— START —

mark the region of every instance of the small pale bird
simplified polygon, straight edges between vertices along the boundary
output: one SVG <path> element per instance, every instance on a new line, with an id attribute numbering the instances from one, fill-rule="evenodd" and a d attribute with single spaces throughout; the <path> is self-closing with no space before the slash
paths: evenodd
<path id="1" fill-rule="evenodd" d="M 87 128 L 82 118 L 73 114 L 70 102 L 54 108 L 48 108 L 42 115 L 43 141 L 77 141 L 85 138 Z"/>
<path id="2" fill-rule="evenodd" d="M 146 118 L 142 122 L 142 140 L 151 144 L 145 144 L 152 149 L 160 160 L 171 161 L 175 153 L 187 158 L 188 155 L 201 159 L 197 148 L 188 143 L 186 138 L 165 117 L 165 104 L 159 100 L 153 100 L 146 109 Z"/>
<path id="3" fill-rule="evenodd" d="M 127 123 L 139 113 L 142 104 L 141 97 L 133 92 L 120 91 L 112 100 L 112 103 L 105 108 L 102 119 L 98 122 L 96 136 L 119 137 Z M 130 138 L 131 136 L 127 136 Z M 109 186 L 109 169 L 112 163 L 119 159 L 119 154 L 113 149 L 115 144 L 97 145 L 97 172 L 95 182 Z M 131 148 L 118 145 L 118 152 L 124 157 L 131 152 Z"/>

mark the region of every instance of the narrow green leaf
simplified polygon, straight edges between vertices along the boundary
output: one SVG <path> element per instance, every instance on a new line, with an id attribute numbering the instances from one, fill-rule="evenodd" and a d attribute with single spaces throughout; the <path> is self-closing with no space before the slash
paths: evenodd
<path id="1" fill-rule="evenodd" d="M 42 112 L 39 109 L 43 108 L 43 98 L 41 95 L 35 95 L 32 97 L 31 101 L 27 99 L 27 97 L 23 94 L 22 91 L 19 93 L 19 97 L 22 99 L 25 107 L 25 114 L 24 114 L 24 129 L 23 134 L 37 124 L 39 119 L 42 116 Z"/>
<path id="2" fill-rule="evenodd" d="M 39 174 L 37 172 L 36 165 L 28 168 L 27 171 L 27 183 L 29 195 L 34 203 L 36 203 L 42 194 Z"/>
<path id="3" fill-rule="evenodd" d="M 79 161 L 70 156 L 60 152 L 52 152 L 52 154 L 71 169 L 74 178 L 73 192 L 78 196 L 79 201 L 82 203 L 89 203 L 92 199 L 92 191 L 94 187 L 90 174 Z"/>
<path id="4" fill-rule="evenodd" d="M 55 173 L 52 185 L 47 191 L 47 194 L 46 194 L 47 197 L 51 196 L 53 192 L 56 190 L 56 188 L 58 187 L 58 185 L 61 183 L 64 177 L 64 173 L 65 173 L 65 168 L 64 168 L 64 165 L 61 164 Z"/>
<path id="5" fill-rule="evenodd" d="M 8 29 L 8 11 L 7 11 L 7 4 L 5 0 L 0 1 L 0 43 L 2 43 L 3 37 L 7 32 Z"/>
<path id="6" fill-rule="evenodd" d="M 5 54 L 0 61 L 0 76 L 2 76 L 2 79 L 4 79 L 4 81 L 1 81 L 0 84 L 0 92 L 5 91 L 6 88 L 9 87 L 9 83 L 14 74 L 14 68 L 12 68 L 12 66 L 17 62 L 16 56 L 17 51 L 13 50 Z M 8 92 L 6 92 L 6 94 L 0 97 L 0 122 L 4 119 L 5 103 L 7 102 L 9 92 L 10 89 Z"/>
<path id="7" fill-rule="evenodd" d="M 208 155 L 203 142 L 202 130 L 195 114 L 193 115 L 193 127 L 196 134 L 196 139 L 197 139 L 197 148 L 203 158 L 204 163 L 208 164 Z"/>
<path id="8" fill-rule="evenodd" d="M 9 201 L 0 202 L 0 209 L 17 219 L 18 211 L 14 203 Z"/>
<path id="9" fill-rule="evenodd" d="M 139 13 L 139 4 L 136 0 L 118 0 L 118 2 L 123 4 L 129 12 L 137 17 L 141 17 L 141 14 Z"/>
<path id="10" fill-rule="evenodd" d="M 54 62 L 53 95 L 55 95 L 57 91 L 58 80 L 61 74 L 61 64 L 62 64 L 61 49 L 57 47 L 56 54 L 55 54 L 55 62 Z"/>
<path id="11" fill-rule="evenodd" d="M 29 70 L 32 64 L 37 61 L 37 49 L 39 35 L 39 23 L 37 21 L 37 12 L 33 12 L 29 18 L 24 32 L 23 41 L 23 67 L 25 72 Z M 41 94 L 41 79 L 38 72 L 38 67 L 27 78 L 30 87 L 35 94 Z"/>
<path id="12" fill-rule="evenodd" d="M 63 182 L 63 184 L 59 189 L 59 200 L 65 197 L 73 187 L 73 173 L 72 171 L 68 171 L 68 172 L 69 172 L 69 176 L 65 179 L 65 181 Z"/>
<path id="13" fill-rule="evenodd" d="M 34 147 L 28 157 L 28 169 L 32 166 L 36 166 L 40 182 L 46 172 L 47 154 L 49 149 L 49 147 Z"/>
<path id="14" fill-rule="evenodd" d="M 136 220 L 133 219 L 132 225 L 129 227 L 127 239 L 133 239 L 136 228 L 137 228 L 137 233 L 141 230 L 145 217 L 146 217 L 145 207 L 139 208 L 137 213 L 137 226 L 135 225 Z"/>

— END —

Can you format the material above as a Markdown table with the columns Number and Entry, giving each line its own row and dropping the blank lines?

▶ _SOLUTION TO THIS EXERCISE_:
| Number | Entry |
|---|---|
| 1 | mark the region of every instance of the small pale bird |
| 2 | simplified polygon, straight edges between vertices along the boundary |
| 3 | output: one SVG <path> element per instance, every instance on a new line, with an id attribute numbering the instances from one, fill-rule="evenodd" and a d attribute with single spaces throughout; the <path> is self-closing with no space before the slash |
| 4 | paths: evenodd |
| 5 | <path id="1" fill-rule="evenodd" d="M 87 128 L 82 118 L 73 114 L 70 102 L 54 108 L 48 108 L 42 115 L 43 141 L 77 141 L 85 138 Z"/> |
| 6 | <path id="2" fill-rule="evenodd" d="M 146 118 L 142 122 L 142 140 L 151 144 L 145 144 L 152 149 L 160 160 L 171 161 L 175 153 L 187 158 L 188 155 L 201 159 L 197 148 L 188 143 L 186 138 L 165 117 L 165 104 L 159 100 L 153 100 L 146 109 Z"/> |
| 7 | <path id="3" fill-rule="evenodd" d="M 127 123 L 139 113 L 142 104 L 141 97 L 133 92 L 120 91 L 112 100 L 112 103 L 105 108 L 102 119 L 98 122 L 96 136 L 119 137 Z M 130 138 L 131 136 L 127 136 Z M 109 186 L 109 169 L 112 163 L 119 159 L 119 154 L 113 149 L 115 144 L 97 145 L 97 172 L 95 182 Z M 131 148 L 118 145 L 118 152 L 124 157 L 131 152 Z"/> |
| 8 | mark the region of every instance of the narrow green leaf |
| 9 | simplified polygon, straight edges between vertices along the boundary |
| 10 | output: one SVG <path> element per instance, every instance on a new line, with an id attribute numbering the instances from one, fill-rule="evenodd" and a d attribute with single spaces throughout; the <path> is self-closing with no space before the slash |
| 11 | paths: evenodd |
| 12 | <path id="1" fill-rule="evenodd" d="M 42 112 L 39 109 L 43 108 L 43 98 L 41 95 L 35 95 L 32 97 L 31 101 L 27 99 L 27 97 L 23 94 L 22 91 L 19 93 L 19 97 L 22 99 L 25 107 L 25 114 L 24 114 L 24 129 L 23 134 L 37 124 L 39 119 L 42 116 Z"/> |
| 13 | <path id="2" fill-rule="evenodd" d="M 39 174 L 37 172 L 36 165 L 28 168 L 27 171 L 27 183 L 29 195 L 34 203 L 36 203 L 42 194 Z"/> |
| 14 | <path id="3" fill-rule="evenodd" d="M 79 161 L 70 156 L 60 152 L 52 152 L 52 154 L 71 169 L 74 178 L 73 192 L 78 196 L 79 201 L 82 203 L 89 203 L 92 199 L 92 191 L 94 187 L 90 174 Z"/> |
| 15 | <path id="4" fill-rule="evenodd" d="M 55 173 L 52 185 L 47 191 L 47 194 L 46 194 L 47 197 L 51 196 L 53 192 L 56 190 L 56 188 L 58 187 L 58 185 L 61 183 L 64 177 L 64 173 L 65 173 L 65 168 L 64 168 L 64 165 L 61 164 Z"/> |
| 16 | <path id="5" fill-rule="evenodd" d="M 8 29 L 8 11 L 7 11 L 7 4 L 5 0 L 0 1 L 0 43 L 2 43 L 3 37 L 7 32 Z"/> |
| 17 | <path id="6" fill-rule="evenodd" d="M 5 54 L 0 61 L 0 76 L 2 76 L 2 79 L 4 79 L 4 81 L 1 81 L 0 84 L 0 92 L 5 91 L 6 88 L 9 87 L 9 83 L 14 74 L 14 68 L 12 68 L 12 66 L 17 62 L 16 56 L 17 51 L 13 50 Z M 8 92 L 6 92 L 6 94 L 0 97 L 0 122 L 4 119 L 5 103 L 7 102 L 9 92 L 10 89 Z"/> |
| 18 | <path id="7" fill-rule="evenodd" d="M 208 155 L 203 142 L 202 130 L 195 114 L 193 115 L 193 127 L 196 134 L 196 139 L 197 139 L 197 148 L 203 158 L 204 163 L 208 164 Z"/> |
| 19 | <path id="8" fill-rule="evenodd" d="M 9 201 L 0 202 L 0 209 L 17 219 L 18 211 L 14 203 Z"/> |
| 20 | <path id="9" fill-rule="evenodd" d="M 139 13 L 139 4 L 136 0 L 118 0 L 118 2 L 123 4 L 129 12 L 137 17 L 141 17 L 141 14 Z"/> |
| 21 | <path id="10" fill-rule="evenodd" d="M 54 62 L 53 95 L 55 95 L 57 91 L 58 80 L 61 74 L 61 64 L 62 64 L 61 49 L 57 47 L 56 54 L 55 54 L 55 62 Z"/> |
| 22 | <path id="11" fill-rule="evenodd" d="M 29 70 L 32 64 L 37 61 L 37 49 L 39 35 L 39 23 L 37 21 L 37 12 L 33 12 L 29 18 L 24 32 L 23 41 L 23 67 L 25 72 Z M 41 94 L 41 79 L 38 72 L 38 67 L 27 78 L 30 87 L 35 94 Z"/> |
| 23 | <path id="12" fill-rule="evenodd" d="M 63 182 L 63 184 L 59 189 L 59 200 L 65 197 L 73 187 L 73 173 L 72 171 L 68 171 L 68 172 L 69 172 L 69 176 L 65 179 L 65 181 Z"/> |
| 24 | <path id="13" fill-rule="evenodd" d="M 34 147 L 28 157 L 28 169 L 32 166 L 36 166 L 40 182 L 46 172 L 47 154 L 49 149 L 49 147 Z"/> |
| 25 | <path id="14" fill-rule="evenodd" d="M 136 220 L 133 219 L 132 225 L 129 227 L 127 239 L 133 239 L 136 228 L 137 228 L 137 233 L 141 230 L 145 217 L 146 217 L 145 207 L 139 208 L 137 213 L 137 226 L 135 225 Z"/> |